__What the task requires__: How many lines in the stored records below contain the word "Where", with case counting? Reply with the number alone.

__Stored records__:

◇ ◇ ◇ ◇ ◇

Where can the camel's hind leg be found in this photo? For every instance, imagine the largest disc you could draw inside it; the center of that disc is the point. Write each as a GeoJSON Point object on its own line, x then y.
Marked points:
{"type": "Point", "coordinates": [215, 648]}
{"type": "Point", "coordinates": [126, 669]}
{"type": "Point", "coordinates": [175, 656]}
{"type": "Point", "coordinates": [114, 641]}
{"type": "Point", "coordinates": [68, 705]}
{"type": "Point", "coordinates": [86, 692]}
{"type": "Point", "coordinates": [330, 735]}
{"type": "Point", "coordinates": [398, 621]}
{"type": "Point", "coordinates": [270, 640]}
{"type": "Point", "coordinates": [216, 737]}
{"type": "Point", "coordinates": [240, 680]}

◇ ◇ ◇ ◇ ◇

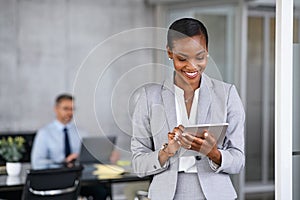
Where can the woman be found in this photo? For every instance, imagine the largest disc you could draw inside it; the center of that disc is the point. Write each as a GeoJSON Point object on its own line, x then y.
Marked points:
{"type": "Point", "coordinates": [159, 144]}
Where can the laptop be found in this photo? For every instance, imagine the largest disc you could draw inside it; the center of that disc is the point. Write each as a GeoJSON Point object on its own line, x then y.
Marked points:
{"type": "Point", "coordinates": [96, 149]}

◇ ◇ ◇ ◇ ◇

__Exercise result__: 3